• THE TASK: The records that follow need to be output exactly as they are.

• THE INPUT:
************

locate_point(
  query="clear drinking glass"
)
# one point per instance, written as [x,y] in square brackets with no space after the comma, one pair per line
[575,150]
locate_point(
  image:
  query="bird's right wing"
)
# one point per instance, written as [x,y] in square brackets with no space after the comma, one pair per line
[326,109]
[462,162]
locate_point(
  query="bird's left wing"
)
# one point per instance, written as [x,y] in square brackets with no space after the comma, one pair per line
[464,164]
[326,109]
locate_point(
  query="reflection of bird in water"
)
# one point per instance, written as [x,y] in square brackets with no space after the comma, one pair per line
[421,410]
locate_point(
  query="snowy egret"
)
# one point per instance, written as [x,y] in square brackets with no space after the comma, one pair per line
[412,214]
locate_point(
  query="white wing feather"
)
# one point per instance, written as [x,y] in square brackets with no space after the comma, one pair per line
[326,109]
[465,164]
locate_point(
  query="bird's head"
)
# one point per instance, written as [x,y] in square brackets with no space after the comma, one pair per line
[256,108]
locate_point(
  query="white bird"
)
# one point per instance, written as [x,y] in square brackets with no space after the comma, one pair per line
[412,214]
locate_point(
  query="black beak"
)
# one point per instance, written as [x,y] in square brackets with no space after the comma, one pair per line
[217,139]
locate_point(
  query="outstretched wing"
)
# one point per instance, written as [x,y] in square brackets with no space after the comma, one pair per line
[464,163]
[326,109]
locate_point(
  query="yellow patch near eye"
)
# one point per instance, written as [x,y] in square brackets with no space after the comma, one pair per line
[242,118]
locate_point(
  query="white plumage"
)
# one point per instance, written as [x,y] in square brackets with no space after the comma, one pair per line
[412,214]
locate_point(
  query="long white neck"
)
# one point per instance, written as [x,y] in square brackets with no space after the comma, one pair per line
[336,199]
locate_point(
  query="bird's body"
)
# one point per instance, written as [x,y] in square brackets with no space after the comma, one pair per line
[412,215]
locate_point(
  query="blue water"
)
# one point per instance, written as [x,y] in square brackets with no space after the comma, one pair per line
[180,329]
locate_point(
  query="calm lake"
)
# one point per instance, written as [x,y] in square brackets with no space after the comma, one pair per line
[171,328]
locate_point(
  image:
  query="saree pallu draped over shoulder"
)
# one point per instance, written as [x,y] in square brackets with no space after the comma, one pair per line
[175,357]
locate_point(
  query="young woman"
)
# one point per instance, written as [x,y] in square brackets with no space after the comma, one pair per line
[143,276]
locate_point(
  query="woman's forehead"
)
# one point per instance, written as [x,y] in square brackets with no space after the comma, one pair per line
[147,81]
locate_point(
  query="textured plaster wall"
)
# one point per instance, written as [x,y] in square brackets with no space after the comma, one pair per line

************

• TASK RESULT:
locate_point(
  query="clear drinking glass"
)
# one point per instance, written as [x,y] in square brackets with no space after the comma, one pair per line
[575,150]
locate_point(
  image:
  query="bird's right wing"
)
# one point per instance, written as [x,y] in square brackets with no space after the comma, one pair per line
[326,109]
[462,162]
locate_point(
  query="bird's left wing"
)
# one point per instance, written as [x,y] in square brackets with no space after the comma, one pair per line
[464,164]
[326,109]
locate_point(
  query="reflection of bird in water"
)
# one point per instance, written as [x,y] in square brackets with no space after the comma, one pair per line
[421,410]
locate_point(
  query="snowy egret"
)
# one point per instance, written as [x,y] in square brackets with no space after the comma, one pair per line
[412,214]
locate_point(
  query="white wing feather"
)
# one point per instance, written as [x,y] in square brackets with no space after the comma, one pair per line
[326,109]
[465,164]
locate_point(
  query="bird's head"
)
# one point per instance, written as [x,y] in square brackets with no space after the comma, one pair per line
[256,108]
locate_point(
  query="white bird"
)
# one point per instance, written as [x,y] in square brackets with no space after the comma, one pair per line
[412,214]
locate_point(
  query="black beak"
)
# one point per instance, written as [x,y] in square brackets with no space after the comma, one pair per line
[217,139]
locate_point(
  query="outstretched wing"
)
# one point per instance, written as [x,y] in square brackets with no space after the comma, one pair per line
[464,163]
[326,109]
locate_point(
  query="yellow patch near eye"
)
# one point per instance, written as [x,y] in square brackets with no space after the comma, one pair per line
[242,118]
locate_point(
  query="white plumage"
)
# one point per instance, written as [x,y] in square brackets with no space after the comma, one pair per line
[412,214]
locate_point(
  query="long white neck"
)
# one point per instance, written as [x,y] in square brackets with no space after the comma, one pair per line
[336,199]
locate_point(
  query="bird's body"
)
# one point per instance, written as [x,y] in square brackets with no space after the comma, one pair per line
[412,215]
locate_point(
  query="blue water"
)
# one point per instance, written as [x,y] in square brackets with no space after the comma, one pair per line
[180,329]
locate_point(
  query="calm lake"
)
# one point per instance, written as [x,y] in square brackets with no space after the comma, one pair per line
[171,328]
locate_point(
  image:
  query="saree pallu draped over shoulder"
)
# one point per instance, written as [x,y] in square brackets with no space after the comma, one pair per line
[175,357]
locate_point(
  query="young woman"
)
# one point per instance, written as [x,y] in square brackets with no space after the comma, one pair per line
[143,276]
locate_point(
  query="woman's forehead"
)
# one point per instance, written as [x,y] in square brackets with no space after the comma, one pair per line
[147,81]
locate_point(
  query="textured plaster wall"
)
# one point per instance, written as [x,y] in square brackets with no space after the comma, one pair per line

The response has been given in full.